___ Data records ___

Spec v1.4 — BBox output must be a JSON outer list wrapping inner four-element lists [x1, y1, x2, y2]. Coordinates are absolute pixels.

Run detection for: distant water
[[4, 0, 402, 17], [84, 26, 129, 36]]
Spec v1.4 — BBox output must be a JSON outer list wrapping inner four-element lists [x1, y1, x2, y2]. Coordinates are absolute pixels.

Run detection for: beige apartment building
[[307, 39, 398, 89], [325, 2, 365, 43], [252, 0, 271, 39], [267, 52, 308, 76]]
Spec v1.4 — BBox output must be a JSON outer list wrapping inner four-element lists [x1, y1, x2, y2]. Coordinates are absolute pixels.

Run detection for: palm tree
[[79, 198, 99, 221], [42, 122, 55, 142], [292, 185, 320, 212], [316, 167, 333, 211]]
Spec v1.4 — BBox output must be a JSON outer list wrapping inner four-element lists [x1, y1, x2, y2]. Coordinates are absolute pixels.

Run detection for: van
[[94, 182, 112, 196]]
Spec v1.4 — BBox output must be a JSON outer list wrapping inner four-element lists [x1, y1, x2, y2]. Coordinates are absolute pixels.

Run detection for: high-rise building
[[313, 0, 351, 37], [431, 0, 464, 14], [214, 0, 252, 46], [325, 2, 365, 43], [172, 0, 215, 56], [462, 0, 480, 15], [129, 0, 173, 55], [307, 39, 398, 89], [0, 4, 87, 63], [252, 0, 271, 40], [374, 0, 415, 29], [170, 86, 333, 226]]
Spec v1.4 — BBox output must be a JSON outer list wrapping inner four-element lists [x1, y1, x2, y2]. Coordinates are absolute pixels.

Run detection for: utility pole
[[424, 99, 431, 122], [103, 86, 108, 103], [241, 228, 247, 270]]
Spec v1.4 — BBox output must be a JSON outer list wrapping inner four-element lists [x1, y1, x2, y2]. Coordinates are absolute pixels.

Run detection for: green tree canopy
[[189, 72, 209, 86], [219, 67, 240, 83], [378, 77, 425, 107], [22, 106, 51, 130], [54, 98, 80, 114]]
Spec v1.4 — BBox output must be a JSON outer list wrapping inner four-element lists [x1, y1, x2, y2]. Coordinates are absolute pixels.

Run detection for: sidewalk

___

Make a precise copy of the records in their entirety.

Spec v1.4 — BBox output must be a JSON outer list wrapping inner four-element lists [x1, y1, x2, y2]. Coordinates are absolute pixels.

Run detection for: distant water
[[4, 0, 402, 17], [84, 26, 129, 36]]
Spec v1.4 — BBox output must be a JSON outer list wrapping inner four-element lists [x1, y1, x2, y2]. Coordinates are absolute pixels.

Run detection for: beige apartment building
[[307, 39, 398, 89], [325, 2, 365, 43], [252, 0, 271, 39], [267, 52, 308, 76]]
Spec v1.4 — BBox output must be a JSON outer list wrapping inner four-element lists [x1, y1, x2, y2]. Coordinates are absolute pixels.

Run detection for: palm tree
[[79, 198, 99, 221], [42, 122, 55, 142], [292, 185, 320, 212], [316, 167, 333, 211]]
Spec v1.4 — BBox output must be a JSON outer list wrapping inner four-element lists [x1, y1, x2, y2]. Coordinates are absolute pixels.

Run detection for: van
[[94, 182, 112, 196]]
Spec v1.4 — BBox output must be a JSON outer list wrapping inner four-element lists [x1, y1, x2, y2]. Coordinates are absolute pixels.

Run detection for: high-rise building
[[313, 0, 351, 37], [431, 0, 464, 14], [214, 0, 252, 46], [325, 2, 365, 43], [172, 0, 215, 56], [462, 0, 480, 15], [129, 0, 173, 55], [307, 39, 398, 89], [0, 4, 87, 63], [252, 0, 271, 40], [374, 0, 415, 29], [170, 86, 333, 226]]
Spec v1.4 — BBox output must be a JSON outer list wrapping inner four-element lists [x1, y1, x2, y2]. Coordinates are absolute pixels.

Run detection for: utility pole
[[424, 99, 431, 122], [103, 86, 108, 103], [241, 228, 247, 270]]
Spec v1.4 — BBox output must be a JSON outer list wrapping inner four-element lists [x1, y1, x2, y2]. Coordinates are absolute pixels.

Run detection for: green tree canopy
[[189, 72, 209, 86], [219, 67, 240, 83], [378, 77, 425, 107], [22, 106, 51, 130], [54, 98, 80, 114]]
Spec v1.4 — BBox output must be a JSON outer list wrapping inner four-element lists [x1, y1, x2, y2]. Coordinates are absolute pixels.

Run detection for: sidewalk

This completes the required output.